[START OF Available data]
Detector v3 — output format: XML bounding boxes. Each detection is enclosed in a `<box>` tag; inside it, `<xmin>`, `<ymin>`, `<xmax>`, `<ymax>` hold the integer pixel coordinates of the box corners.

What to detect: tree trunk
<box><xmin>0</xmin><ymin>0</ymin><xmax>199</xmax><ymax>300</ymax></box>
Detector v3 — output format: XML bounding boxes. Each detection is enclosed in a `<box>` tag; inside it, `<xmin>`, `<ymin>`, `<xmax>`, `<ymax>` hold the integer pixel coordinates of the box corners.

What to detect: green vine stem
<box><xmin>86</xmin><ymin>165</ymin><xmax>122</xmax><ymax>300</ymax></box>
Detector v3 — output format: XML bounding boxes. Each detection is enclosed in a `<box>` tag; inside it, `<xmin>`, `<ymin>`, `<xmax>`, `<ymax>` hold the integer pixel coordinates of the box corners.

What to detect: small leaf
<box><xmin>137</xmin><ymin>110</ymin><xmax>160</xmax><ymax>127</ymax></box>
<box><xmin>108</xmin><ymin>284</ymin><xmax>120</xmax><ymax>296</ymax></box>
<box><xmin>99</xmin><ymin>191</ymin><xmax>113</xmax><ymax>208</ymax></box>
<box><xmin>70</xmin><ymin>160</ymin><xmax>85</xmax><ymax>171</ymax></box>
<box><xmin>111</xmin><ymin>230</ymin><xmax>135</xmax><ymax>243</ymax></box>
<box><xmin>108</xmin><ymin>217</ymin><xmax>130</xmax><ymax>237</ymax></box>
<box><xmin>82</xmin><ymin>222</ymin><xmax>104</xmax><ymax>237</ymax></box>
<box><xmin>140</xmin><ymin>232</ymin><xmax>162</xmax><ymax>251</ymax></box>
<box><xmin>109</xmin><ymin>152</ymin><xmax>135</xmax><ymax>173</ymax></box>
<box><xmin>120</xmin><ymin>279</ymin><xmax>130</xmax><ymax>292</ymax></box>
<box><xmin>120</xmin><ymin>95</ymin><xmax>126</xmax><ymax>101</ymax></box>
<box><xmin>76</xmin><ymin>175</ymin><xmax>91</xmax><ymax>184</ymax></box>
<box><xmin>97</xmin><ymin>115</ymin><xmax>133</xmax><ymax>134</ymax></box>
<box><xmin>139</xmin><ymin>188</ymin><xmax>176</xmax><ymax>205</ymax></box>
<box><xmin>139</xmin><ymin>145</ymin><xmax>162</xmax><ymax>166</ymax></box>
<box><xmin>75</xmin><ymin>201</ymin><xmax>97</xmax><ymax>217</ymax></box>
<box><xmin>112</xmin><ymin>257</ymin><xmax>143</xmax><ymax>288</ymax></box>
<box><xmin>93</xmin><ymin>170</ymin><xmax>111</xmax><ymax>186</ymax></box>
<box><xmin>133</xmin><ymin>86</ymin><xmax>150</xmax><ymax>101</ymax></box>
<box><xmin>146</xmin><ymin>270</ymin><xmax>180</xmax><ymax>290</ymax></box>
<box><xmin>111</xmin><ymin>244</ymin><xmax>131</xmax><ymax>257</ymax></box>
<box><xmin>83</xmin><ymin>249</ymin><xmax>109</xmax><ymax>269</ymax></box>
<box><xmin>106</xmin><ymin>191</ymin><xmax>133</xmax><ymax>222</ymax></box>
[END OF Available data]
[Short problem] Locate every line in the material above that contains the word "What" and copy each of those lines in full.

[Reply]
What to detect: tree trunk
What to detect: green vine stem
What to detect: small leaf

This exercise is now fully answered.